* WORK REQUEST
From the records, pick out and copy each line containing "turret".

* DATA
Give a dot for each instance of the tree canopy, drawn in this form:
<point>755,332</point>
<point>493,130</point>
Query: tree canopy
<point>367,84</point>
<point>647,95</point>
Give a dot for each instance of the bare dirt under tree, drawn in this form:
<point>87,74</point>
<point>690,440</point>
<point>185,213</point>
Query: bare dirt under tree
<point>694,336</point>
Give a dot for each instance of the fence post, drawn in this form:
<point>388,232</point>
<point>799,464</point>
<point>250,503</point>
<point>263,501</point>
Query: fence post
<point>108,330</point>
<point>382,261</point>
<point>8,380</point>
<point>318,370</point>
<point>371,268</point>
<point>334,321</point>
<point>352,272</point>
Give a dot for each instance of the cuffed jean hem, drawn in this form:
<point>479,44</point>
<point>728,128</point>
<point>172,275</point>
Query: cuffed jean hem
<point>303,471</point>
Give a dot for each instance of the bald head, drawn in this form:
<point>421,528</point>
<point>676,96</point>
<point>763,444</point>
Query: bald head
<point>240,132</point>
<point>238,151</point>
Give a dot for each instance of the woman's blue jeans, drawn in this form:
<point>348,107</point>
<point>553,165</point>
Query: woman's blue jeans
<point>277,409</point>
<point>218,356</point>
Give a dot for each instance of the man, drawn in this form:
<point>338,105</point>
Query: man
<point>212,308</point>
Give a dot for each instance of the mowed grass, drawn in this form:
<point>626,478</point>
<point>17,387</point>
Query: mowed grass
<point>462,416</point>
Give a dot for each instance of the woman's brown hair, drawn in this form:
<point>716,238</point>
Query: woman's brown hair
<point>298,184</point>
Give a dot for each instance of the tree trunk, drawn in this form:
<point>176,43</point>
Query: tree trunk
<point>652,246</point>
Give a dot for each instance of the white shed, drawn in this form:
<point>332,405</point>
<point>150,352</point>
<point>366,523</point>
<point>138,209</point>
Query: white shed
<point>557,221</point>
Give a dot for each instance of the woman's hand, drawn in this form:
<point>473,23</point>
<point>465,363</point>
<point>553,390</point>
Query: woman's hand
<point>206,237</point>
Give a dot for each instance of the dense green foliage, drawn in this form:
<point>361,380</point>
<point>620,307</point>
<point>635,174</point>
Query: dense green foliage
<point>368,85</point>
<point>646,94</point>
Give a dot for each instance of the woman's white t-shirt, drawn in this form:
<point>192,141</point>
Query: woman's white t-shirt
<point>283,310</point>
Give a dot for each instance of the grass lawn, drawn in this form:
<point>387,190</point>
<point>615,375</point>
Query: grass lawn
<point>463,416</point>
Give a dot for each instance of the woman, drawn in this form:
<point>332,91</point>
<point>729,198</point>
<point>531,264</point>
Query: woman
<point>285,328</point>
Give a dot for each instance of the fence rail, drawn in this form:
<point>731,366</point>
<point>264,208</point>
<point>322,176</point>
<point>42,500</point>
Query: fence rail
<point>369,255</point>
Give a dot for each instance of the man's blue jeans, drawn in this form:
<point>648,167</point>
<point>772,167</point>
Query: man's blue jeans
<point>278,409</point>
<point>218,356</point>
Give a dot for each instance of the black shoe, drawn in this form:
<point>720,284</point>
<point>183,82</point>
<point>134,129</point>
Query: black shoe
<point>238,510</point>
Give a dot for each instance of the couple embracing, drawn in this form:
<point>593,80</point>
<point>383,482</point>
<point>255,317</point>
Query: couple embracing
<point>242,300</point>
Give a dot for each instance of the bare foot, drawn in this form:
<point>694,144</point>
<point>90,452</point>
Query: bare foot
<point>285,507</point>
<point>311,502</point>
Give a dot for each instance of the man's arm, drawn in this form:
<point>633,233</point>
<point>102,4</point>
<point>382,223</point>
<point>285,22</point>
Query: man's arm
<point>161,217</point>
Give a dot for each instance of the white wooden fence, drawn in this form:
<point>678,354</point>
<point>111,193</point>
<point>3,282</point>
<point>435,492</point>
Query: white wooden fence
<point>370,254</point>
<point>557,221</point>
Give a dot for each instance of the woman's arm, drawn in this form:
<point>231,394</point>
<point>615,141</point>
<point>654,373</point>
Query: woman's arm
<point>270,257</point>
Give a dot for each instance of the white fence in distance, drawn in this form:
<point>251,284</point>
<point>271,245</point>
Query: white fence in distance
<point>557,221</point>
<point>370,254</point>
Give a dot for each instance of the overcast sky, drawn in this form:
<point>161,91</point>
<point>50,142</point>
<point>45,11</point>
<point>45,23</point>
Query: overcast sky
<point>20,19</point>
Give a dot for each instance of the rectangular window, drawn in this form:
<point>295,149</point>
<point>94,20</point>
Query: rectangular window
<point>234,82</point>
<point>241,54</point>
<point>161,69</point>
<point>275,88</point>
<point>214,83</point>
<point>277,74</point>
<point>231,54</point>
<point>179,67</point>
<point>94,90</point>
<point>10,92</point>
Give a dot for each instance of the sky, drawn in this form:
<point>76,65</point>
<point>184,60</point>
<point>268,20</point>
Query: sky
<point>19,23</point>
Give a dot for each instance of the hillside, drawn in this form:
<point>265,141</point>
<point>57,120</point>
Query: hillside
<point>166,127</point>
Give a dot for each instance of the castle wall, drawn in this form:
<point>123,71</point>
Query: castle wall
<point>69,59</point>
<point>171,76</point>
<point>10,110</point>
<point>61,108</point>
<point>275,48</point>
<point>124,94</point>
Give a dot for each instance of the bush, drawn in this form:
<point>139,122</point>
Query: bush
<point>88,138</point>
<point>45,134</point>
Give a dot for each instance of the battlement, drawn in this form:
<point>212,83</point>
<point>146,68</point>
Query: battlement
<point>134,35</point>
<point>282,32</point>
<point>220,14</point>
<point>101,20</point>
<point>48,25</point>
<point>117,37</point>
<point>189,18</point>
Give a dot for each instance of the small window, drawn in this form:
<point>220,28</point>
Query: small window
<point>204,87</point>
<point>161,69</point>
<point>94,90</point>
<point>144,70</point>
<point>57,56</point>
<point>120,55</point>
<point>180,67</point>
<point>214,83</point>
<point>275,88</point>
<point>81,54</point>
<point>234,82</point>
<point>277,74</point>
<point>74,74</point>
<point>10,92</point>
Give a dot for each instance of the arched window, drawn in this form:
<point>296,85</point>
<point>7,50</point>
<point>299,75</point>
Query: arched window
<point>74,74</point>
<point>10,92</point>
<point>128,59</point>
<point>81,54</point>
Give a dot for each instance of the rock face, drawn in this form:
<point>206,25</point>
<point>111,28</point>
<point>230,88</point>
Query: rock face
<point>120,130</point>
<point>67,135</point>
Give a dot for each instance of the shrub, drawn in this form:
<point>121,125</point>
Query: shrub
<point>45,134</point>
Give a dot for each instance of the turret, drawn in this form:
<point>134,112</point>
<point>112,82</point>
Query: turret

* WRITTEN RESPONSE
Give a dot for each instance of the turret, drawn in this form:
Query: turret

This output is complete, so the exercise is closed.